*What the task asks*: All lines from the line containing "Query: dog's ear" up to and including the last line of the listing below should be echoed exactly; no other lines belong in the response.
···
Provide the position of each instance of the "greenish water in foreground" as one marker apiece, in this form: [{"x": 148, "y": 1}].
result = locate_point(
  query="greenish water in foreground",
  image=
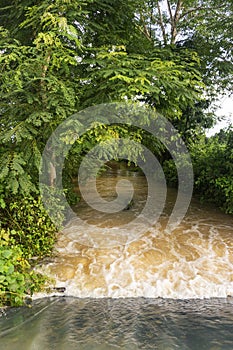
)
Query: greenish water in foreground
[{"x": 132, "y": 323}]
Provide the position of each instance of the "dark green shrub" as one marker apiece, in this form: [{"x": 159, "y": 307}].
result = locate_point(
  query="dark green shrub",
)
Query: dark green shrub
[{"x": 17, "y": 279}]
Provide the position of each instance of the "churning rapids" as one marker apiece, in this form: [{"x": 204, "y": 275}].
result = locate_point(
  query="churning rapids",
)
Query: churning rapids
[{"x": 194, "y": 261}]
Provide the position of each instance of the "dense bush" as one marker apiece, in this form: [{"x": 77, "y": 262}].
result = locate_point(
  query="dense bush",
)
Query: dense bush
[
  {"x": 26, "y": 232},
  {"x": 17, "y": 279},
  {"x": 29, "y": 225},
  {"x": 212, "y": 160},
  {"x": 213, "y": 169}
]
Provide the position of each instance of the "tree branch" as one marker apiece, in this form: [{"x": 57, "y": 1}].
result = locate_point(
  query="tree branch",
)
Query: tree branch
[{"x": 161, "y": 23}]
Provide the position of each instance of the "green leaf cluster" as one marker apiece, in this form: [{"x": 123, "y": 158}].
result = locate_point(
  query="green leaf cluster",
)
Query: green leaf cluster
[{"x": 17, "y": 279}]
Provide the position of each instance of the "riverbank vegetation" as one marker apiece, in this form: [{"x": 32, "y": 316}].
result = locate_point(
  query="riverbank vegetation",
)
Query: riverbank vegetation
[{"x": 57, "y": 58}]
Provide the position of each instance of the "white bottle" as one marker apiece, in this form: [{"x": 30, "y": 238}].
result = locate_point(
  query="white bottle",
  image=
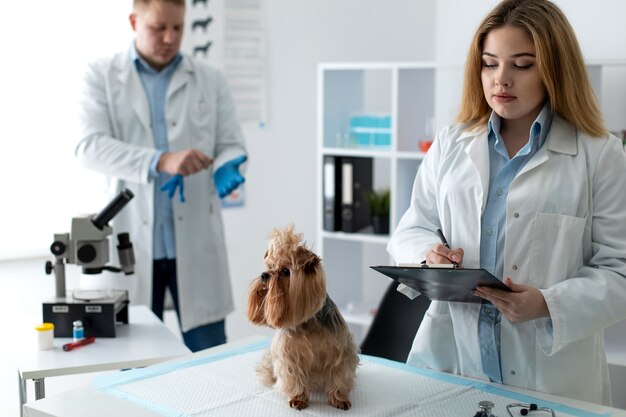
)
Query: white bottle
[
  {"x": 78, "y": 332},
  {"x": 45, "y": 336}
]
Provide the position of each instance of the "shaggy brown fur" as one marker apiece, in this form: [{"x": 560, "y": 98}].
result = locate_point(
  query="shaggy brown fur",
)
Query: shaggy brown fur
[{"x": 312, "y": 348}]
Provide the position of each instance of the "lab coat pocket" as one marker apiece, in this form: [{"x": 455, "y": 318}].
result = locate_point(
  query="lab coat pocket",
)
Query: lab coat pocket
[
  {"x": 202, "y": 118},
  {"x": 556, "y": 251}
]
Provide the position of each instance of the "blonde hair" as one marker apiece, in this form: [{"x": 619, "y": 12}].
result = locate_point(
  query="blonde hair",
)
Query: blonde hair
[
  {"x": 137, "y": 3},
  {"x": 559, "y": 61}
]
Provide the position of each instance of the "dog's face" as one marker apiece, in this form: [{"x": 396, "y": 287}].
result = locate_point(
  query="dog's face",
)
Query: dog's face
[{"x": 293, "y": 286}]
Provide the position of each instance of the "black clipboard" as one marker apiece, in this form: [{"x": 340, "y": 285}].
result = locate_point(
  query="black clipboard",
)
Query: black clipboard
[{"x": 443, "y": 284}]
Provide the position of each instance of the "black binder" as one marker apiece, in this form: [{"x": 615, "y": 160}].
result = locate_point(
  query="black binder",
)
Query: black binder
[
  {"x": 443, "y": 284},
  {"x": 356, "y": 180},
  {"x": 332, "y": 193}
]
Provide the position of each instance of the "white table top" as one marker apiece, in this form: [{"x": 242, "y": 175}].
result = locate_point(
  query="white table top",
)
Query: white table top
[
  {"x": 91, "y": 402},
  {"x": 144, "y": 341}
]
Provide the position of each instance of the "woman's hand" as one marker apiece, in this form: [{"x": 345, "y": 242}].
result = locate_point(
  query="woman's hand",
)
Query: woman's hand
[
  {"x": 440, "y": 254},
  {"x": 522, "y": 304}
]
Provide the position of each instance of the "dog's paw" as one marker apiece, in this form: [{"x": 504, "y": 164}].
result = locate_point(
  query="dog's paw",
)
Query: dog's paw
[
  {"x": 298, "y": 403},
  {"x": 340, "y": 404}
]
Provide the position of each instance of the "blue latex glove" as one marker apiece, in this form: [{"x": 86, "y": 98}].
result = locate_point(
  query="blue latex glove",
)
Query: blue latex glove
[
  {"x": 175, "y": 182},
  {"x": 227, "y": 177}
]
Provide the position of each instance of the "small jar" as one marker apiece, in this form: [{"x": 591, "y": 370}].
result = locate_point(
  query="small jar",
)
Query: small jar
[
  {"x": 78, "y": 332},
  {"x": 45, "y": 336}
]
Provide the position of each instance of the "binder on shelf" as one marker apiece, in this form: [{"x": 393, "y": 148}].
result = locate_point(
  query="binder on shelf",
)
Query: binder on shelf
[
  {"x": 332, "y": 193},
  {"x": 356, "y": 182}
]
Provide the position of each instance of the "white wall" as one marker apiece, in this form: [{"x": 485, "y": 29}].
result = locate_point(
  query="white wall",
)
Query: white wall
[
  {"x": 599, "y": 26},
  {"x": 281, "y": 178}
]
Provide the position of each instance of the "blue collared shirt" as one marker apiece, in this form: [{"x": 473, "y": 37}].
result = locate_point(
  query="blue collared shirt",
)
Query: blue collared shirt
[
  {"x": 502, "y": 171},
  {"x": 155, "y": 84}
]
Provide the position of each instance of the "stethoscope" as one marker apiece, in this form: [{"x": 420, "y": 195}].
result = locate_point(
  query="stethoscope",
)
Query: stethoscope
[
  {"x": 486, "y": 406},
  {"x": 527, "y": 408}
]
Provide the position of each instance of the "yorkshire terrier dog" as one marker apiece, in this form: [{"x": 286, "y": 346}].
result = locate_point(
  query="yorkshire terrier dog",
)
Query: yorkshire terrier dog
[{"x": 312, "y": 348}]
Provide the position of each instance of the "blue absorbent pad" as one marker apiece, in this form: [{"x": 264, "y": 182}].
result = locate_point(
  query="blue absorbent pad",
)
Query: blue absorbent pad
[{"x": 225, "y": 384}]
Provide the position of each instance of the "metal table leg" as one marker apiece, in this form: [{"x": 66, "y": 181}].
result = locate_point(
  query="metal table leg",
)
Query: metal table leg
[
  {"x": 22, "y": 385},
  {"x": 40, "y": 388}
]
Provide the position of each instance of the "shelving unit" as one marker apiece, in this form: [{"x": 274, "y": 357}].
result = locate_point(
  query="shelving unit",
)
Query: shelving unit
[
  {"x": 420, "y": 98},
  {"x": 406, "y": 93}
]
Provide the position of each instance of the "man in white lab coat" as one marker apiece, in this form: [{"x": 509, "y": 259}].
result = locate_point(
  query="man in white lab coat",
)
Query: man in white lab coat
[{"x": 150, "y": 115}]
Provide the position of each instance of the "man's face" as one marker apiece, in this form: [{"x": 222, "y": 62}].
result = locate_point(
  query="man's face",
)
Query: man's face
[{"x": 158, "y": 31}]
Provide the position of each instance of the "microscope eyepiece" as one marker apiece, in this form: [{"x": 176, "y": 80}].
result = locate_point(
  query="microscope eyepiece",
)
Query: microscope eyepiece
[
  {"x": 126, "y": 253},
  {"x": 102, "y": 219}
]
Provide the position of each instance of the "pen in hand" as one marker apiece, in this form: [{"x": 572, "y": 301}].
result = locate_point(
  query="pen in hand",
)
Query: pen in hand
[
  {"x": 444, "y": 242},
  {"x": 69, "y": 346}
]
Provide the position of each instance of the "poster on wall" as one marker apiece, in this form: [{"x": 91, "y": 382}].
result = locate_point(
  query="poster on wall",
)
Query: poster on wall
[{"x": 230, "y": 35}]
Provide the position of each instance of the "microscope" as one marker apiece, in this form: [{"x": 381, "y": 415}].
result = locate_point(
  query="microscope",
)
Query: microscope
[{"x": 88, "y": 246}]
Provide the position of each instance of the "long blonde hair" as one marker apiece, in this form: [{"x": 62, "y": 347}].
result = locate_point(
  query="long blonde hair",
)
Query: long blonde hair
[{"x": 559, "y": 62}]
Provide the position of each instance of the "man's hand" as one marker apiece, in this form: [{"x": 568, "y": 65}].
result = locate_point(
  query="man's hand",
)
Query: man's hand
[
  {"x": 186, "y": 162},
  {"x": 524, "y": 303},
  {"x": 227, "y": 178}
]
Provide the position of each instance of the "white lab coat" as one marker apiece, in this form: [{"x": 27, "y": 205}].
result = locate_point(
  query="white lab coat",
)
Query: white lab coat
[
  {"x": 117, "y": 141},
  {"x": 565, "y": 234}
]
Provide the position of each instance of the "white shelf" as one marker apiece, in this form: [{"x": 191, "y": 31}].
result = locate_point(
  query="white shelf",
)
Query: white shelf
[
  {"x": 405, "y": 92},
  {"x": 357, "y": 237}
]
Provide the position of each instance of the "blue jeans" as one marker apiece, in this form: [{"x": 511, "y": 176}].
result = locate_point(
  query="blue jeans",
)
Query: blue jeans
[{"x": 198, "y": 338}]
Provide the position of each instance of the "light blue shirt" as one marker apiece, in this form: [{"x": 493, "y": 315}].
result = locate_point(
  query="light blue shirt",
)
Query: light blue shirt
[
  {"x": 155, "y": 84},
  {"x": 502, "y": 171}
]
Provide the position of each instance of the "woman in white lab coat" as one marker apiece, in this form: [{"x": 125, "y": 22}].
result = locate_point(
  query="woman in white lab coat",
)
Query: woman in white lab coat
[{"x": 561, "y": 244}]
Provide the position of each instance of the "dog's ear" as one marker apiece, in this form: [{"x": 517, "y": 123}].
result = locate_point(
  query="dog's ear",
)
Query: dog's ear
[{"x": 256, "y": 300}]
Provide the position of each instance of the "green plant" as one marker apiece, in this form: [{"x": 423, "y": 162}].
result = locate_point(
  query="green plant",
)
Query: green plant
[{"x": 378, "y": 201}]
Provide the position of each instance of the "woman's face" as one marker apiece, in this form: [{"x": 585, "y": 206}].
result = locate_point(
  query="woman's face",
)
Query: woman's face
···
*Reply*:
Query: dog's ear
[{"x": 256, "y": 300}]
Provide the position of each instance of the "green plant" as one marker apiece, in this form: [{"x": 423, "y": 162}].
result = locate_point(
  query="green plant",
)
Query: green plant
[{"x": 378, "y": 201}]
Provide the position of each instance of the "woman's face" as one marker apiece, in this form: [{"x": 585, "y": 206}].
result = locate_point(
  query="woman's face",
)
Query: woman's face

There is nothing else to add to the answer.